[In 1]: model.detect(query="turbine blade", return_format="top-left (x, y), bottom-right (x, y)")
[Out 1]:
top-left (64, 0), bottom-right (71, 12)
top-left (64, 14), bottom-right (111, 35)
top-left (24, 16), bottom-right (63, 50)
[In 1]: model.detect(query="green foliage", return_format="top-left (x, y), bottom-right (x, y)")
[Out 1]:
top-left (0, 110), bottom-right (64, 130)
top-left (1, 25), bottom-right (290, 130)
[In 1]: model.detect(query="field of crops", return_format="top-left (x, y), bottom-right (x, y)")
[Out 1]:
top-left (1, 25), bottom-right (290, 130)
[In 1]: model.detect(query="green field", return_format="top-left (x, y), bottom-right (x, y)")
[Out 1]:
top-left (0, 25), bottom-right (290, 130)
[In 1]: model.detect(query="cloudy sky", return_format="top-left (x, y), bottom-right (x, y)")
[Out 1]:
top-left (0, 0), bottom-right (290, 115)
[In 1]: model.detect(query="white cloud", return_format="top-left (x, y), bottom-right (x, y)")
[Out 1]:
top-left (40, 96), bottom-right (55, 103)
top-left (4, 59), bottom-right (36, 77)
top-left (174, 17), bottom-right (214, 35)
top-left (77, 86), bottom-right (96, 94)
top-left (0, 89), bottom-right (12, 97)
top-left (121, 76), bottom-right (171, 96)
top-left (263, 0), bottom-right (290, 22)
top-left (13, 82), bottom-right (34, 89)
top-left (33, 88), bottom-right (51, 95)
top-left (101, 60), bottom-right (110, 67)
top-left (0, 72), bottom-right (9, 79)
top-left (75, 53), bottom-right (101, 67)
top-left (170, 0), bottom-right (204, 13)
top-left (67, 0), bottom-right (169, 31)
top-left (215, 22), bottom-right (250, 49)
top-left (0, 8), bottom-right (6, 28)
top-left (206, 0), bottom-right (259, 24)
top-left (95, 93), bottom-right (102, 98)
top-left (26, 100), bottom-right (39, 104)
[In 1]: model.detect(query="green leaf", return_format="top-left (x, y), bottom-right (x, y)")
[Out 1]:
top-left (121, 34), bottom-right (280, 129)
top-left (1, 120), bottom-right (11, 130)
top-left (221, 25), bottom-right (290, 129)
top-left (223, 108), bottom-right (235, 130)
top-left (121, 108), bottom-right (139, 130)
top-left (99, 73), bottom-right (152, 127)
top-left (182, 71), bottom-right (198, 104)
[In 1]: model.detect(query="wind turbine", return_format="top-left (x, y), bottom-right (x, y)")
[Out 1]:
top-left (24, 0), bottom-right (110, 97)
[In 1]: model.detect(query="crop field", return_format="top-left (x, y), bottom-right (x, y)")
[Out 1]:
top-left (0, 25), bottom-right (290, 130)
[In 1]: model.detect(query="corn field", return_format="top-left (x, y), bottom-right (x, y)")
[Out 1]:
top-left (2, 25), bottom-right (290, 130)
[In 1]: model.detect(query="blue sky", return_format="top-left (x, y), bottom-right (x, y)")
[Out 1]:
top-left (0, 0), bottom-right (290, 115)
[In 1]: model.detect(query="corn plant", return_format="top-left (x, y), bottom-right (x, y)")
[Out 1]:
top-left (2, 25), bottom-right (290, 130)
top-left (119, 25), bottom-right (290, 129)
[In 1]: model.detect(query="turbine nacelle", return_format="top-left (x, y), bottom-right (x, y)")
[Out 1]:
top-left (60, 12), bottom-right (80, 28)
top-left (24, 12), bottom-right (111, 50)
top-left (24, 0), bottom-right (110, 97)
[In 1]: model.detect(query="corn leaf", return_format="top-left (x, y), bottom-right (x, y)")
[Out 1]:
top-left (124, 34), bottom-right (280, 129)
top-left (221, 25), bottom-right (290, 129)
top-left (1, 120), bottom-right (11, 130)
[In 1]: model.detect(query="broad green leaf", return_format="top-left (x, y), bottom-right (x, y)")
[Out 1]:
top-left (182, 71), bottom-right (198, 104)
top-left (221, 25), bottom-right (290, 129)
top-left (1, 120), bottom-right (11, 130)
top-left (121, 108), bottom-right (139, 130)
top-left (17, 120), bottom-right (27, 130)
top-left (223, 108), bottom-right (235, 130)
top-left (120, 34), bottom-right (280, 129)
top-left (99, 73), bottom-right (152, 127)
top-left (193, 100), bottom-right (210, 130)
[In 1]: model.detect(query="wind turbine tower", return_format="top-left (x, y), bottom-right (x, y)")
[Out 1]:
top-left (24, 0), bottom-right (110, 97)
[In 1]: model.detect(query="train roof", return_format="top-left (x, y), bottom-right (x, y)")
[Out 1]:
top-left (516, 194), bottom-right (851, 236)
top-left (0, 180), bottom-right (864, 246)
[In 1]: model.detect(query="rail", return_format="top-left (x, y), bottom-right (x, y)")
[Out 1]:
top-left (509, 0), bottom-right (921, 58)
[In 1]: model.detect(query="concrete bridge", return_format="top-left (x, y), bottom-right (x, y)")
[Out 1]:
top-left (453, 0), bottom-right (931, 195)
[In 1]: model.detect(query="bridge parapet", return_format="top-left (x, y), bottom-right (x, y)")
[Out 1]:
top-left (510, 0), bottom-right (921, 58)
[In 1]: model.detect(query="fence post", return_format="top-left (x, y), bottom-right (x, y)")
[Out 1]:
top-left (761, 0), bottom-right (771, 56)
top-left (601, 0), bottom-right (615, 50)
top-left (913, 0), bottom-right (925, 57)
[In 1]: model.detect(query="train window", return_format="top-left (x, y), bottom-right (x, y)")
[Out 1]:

══════════════════════════════

→ Task: Find every line above that contains the word "field" and copy each one in full. Case counts.

→ Task solution:
[In 1]: model.detect(query="field of crops", return_format="top-left (x, y), bottom-right (x, y)")
[In 1]: model.detect(query="green field", return_format="top-left (x, y), bottom-right (x, y)")
[In 1]: model.detect(query="crop field", return_format="top-left (x, y), bottom-right (x, y)")
[In 1]: model.detect(query="corn field", return_format="top-left (x, y), bottom-right (x, y)")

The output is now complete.